*** Begin section ***

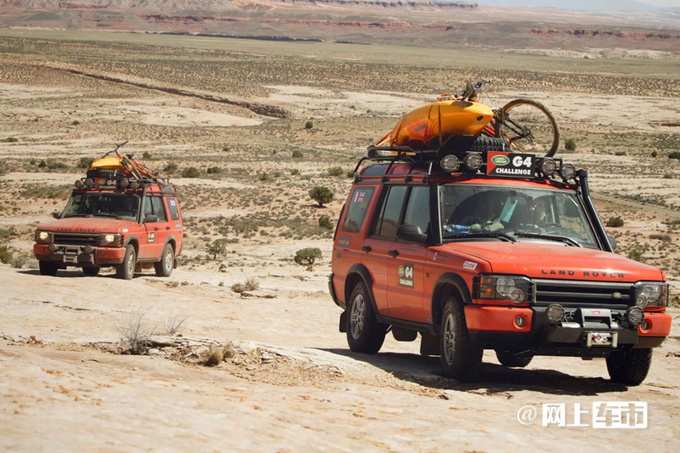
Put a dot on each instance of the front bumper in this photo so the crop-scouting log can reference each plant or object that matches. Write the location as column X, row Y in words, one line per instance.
column 67, row 255
column 528, row 329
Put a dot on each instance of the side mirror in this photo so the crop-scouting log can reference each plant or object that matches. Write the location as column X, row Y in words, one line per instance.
column 612, row 241
column 411, row 233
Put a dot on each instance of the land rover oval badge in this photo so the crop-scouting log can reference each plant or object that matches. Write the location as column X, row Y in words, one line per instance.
column 500, row 160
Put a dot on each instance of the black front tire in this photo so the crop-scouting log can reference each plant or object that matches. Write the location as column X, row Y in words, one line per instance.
column 460, row 358
column 91, row 271
column 126, row 269
column 364, row 333
column 47, row 268
column 630, row 367
column 511, row 359
column 165, row 265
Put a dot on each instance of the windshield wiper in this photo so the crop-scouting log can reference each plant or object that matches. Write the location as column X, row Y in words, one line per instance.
column 551, row 237
column 496, row 235
column 106, row 214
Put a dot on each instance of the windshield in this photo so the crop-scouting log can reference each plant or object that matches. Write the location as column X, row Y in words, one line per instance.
column 123, row 206
column 533, row 214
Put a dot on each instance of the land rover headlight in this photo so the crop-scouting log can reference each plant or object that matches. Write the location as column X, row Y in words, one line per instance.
column 43, row 236
column 651, row 294
column 110, row 239
column 504, row 287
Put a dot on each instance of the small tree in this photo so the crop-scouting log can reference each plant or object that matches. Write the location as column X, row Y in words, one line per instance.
column 322, row 195
column 307, row 257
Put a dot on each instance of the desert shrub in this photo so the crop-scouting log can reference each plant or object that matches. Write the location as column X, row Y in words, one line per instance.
column 217, row 248
column 52, row 164
column 191, row 172
column 335, row 171
column 322, row 195
column 325, row 222
column 635, row 254
column 5, row 254
column 615, row 222
column 250, row 284
column 307, row 256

*** End section ***

What the task requires:
Would you retype the lines of the data above, from the one holding "Put a dot on each instance of the desert" through its final line, exactly and without adding any other line?

Task solution:
Put a dot on each instance of the desert shrub in this photo so the crop-scouting log can reference each plant or object that matches. Write the location as column X, row Y in words, one line per instance.
column 217, row 248
column 52, row 164
column 191, row 172
column 335, row 171
column 322, row 195
column 325, row 222
column 635, row 254
column 5, row 254
column 615, row 222
column 250, row 284
column 307, row 256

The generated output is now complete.